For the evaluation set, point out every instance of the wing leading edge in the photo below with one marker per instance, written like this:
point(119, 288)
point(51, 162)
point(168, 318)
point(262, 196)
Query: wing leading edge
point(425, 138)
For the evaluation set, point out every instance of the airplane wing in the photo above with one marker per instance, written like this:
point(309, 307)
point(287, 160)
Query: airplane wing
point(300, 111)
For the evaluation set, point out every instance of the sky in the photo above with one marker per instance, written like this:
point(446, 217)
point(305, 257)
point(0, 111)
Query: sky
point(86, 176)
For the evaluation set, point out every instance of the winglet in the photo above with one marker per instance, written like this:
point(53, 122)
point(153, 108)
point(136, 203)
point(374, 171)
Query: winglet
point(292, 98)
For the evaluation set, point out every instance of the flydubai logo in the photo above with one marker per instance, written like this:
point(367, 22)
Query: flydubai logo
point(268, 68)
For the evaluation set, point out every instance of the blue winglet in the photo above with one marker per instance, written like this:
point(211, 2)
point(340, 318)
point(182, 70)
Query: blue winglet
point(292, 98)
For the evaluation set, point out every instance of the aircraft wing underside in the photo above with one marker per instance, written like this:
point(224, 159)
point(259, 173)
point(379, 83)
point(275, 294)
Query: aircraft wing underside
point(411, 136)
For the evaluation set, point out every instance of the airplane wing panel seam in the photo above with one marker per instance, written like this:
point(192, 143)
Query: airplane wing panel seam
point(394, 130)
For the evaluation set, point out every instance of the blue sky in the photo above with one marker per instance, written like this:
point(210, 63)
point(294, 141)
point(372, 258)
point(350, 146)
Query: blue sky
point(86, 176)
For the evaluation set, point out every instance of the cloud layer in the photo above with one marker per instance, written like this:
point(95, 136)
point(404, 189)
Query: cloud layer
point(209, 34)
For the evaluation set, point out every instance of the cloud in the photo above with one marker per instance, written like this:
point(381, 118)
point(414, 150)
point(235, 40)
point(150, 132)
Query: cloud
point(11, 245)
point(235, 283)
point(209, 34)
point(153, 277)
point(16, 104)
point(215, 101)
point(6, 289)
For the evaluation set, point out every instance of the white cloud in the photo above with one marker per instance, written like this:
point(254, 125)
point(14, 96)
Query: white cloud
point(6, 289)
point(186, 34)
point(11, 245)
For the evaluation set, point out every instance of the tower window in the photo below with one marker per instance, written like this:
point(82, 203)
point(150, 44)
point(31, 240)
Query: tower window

## Problem to work on
Could you turn every line of the material above into a JSON list of strings, one string per line, with any blank lines left out?

## The reply
[
  "For the evaluation set, point out every instance of the wing leading edge in the photo below with one marker per instance, written like this:",
  "point(119, 288)",
  "point(51, 162)",
  "point(168, 318)",
  "point(262, 196)",
  "Query: wing leading edge",
  "point(425, 138)",
  "For the evaluation set, point out every instance of the airplane wing in the photo above with one marker per instance, written like this:",
  "point(309, 307)",
  "point(287, 160)",
  "Query: airplane wing",
  "point(300, 111)",
  "For the evaluation set, point out every instance of the sky in the photo above with one marker per instance, written like this:",
  "point(446, 217)",
  "point(305, 257)",
  "point(0, 111)",
  "Query: sky",
  "point(86, 176)",
  "For the evaluation set, point out every instance of the winglet in the photo above with one marker per instance, written like this:",
  "point(53, 122)",
  "point(153, 108)",
  "point(136, 203)",
  "point(374, 171)",
  "Query: winglet",
  "point(292, 98)",
  "For the evaluation set, point out every instance of the flydubai logo in the photo above with one marker per instance, written like this:",
  "point(367, 22)",
  "Query: flydubai logo",
  "point(268, 68)",
  "For the evaluation set, point out every instance of the blue winglet in the photo above with one marker per instance, written like this:",
  "point(211, 2)",
  "point(340, 318)",
  "point(182, 70)",
  "Query: blue winglet",
  "point(292, 98)",
  "For the evaluation set, point out every instance of the aircraft wing underside in the photo above with one marker per instance, written like this:",
  "point(224, 159)",
  "point(259, 173)",
  "point(379, 83)",
  "point(275, 294)",
  "Query: aircraft wing underside",
  "point(411, 136)",
  "For the evaluation set, point out every instance of the airplane wing panel seam in the photo above with one marker per instance, written like this:",
  "point(192, 143)",
  "Query: airplane wing panel seam",
  "point(394, 130)",
  "For the evaluation set, point out every instance of the blue sky in the photo above with one marker per instance, written like this:",
  "point(210, 63)",
  "point(294, 141)",
  "point(372, 258)",
  "point(350, 146)",
  "Query: blue sky",
  "point(86, 176)",
  "For the evaluation set, point out every instance of the cloud layer in the photo above with one marker per instance, written like this:",
  "point(95, 136)",
  "point(404, 189)",
  "Query: cloud layer",
  "point(209, 34)",
  "For the evaluation set, point out every instance of the cloud in the photo above with one marker per instance, written like this:",
  "point(381, 118)",
  "point(414, 150)",
  "point(235, 40)",
  "point(150, 132)",
  "Query: cloud",
  "point(11, 245)",
  "point(235, 283)",
  "point(209, 34)",
  "point(153, 277)",
  "point(16, 104)",
  "point(215, 101)",
  "point(6, 289)",
  "For the evaluation set, point out every instance of the white cloud in the photo above with one marker per instance, written like this:",
  "point(254, 125)",
  "point(14, 96)",
  "Query: white cloud",
  "point(6, 289)",
  "point(186, 34)",
  "point(11, 245)",
  "For the evaluation set, point out every instance of the tower window in the photo below with one marker per instance, written like this:",
  "point(82, 203)",
  "point(150, 44)",
  "point(31, 240)",
  "Query: tower window"
]